··· Records for this task ···

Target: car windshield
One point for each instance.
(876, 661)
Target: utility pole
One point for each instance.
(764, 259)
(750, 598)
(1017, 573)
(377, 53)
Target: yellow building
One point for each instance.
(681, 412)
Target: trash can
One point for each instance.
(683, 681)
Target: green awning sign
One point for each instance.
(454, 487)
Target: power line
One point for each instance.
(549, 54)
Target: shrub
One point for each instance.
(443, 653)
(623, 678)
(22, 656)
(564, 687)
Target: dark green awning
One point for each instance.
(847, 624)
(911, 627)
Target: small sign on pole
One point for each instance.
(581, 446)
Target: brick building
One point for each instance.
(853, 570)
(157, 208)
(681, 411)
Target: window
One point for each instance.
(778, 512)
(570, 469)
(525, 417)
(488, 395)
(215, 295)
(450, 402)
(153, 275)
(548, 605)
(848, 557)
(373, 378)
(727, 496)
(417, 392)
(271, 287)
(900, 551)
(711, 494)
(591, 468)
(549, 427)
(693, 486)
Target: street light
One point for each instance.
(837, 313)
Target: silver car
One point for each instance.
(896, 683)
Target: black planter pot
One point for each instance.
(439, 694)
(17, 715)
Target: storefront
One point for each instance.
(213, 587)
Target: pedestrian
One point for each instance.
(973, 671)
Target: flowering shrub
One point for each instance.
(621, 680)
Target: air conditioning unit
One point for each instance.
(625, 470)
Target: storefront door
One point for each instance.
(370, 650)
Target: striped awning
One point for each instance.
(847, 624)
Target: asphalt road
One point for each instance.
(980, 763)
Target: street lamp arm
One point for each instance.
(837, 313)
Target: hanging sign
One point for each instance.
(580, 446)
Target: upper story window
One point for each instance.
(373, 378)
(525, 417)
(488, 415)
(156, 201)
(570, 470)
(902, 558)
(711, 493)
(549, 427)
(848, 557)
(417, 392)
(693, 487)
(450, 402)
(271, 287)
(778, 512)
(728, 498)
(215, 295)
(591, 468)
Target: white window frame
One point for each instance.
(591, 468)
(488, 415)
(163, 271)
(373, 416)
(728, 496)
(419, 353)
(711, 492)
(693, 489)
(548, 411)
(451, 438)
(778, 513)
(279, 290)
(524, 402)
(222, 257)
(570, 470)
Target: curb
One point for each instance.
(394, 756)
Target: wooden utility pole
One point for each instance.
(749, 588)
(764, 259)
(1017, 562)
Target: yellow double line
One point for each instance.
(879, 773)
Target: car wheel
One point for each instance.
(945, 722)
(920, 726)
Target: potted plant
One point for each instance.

···

• Task requirements
Format every line of the listing above as a numbered list, and leave out any blank lines.

• Task solution
1. Target: car windshield
2. One point for each instance.
3. (876, 661)
4. Target: utility pole
5. One point for each instance.
6. (764, 259)
7. (750, 598)
8. (1017, 573)
9. (377, 53)
10. Target: yellow building
11. One point for each instance.
12. (681, 412)
13. Target: trash can
14. One point for each instance.
15. (683, 681)
16. Target: green awning sign
17. One point for each instance.
18. (454, 487)
19. Target: power line
20. One point for each instance.
21. (549, 54)
22. Target: shrub
23. One point for each instance.
24. (443, 653)
25. (623, 678)
26. (22, 656)
27. (564, 687)
28. Target: dark green awning
29. One point for each instance.
30. (847, 624)
31. (911, 627)
32. Target: small sign on pole
33. One point for each instance.
34. (581, 446)
35. Target: brick building
36. One point for each instance.
37. (853, 570)
38. (157, 208)
39. (681, 411)
40. Target: window
41. One point for each instance.
42. (778, 512)
43. (570, 469)
44. (525, 417)
45. (488, 395)
46. (215, 295)
47. (450, 402)
48. (153, 275)
49. (548, 605)
50. (848, 557)
51. (373, 378)
52. (727, 496)
53. (417, 392)
54. (271, 287)
55. (900, 551)
56. (711, 494)
57. (591, 468)
58. (549, 427)
59. (693, 486)
60. Target: street light
61. One point for each instance.
62. (837, 313)
63. Target: silver car
64. One point for each instance.
65. (896, 683)
66. Target: black planter pot
67. One point for each instance.
68. (439, 694)
69. (17, 715)
70. Target: storefront
71. One point for each instance.
72. (213, 587)
73. Target: pedestrian
74. One point for each instance.
75. (973, 671)
76. Target: flowering shrub
77. One point for each instance.
78. (621, 680)
79. Target: air conditioning unit
80. One point for each instance.
81. (625, 470)
82. Target: storefront door
83. One point for each instance.
84. (370, 650)
85. Target: striped awning
86. One point for each instance.
87. (847, 624)
88. Target: asphalt road
89. One point for each instance.
90. (980, 763)
91. Target: street lamp arm
92. One point for each instance.
93. (837, 313)
94. Target: hanging sign
95. One point for each instance.
96. (580, 446)
97. Target: upper story window
98. One point for each instance.
99. (373, 378)
100. (525, 417)
101. (488, 415)
102. (156, 201)
103. (570, 470)
104. (902, 558)
105. (711, 493)
106. (549, 427)
107. (848, 557)
108. (417, 392)
109. (693, 487)
110. (450, 402)
111. (271, 287)
112. (778, 512)
113. (728, 498)
114. (215, 295)
115. (591, 468)
116. Target: white window frame
117. One point for each instance.
118. (591, 468)
119. (488, 415)
120. (163, 271)
121. (373, 416)
122. (728, 496)
123. (419, 353)
124. (711, 492)
125. (693, 489)
126. (548, 411)
127. (451, 438)
128. (778, 513)
129. (279, 290)
130. (524, 402)
131. (222, 257)
132. (570, 470)
133. Target: curb
134. One point for each instance.
135. (394, 756)
136. Target: wooden utility pole
137. One point for each instance.
138. (749, 588)
139. (764, 259)
140. (1017, 562)
141. Target: yellow double line
142. One point for each instance.
143. (879, 773)
144. Target: car wheel
145. One point for each instance.
146. (945, 722)
147. (920, 726)
148. Target: potted plant
149. One point for each instance.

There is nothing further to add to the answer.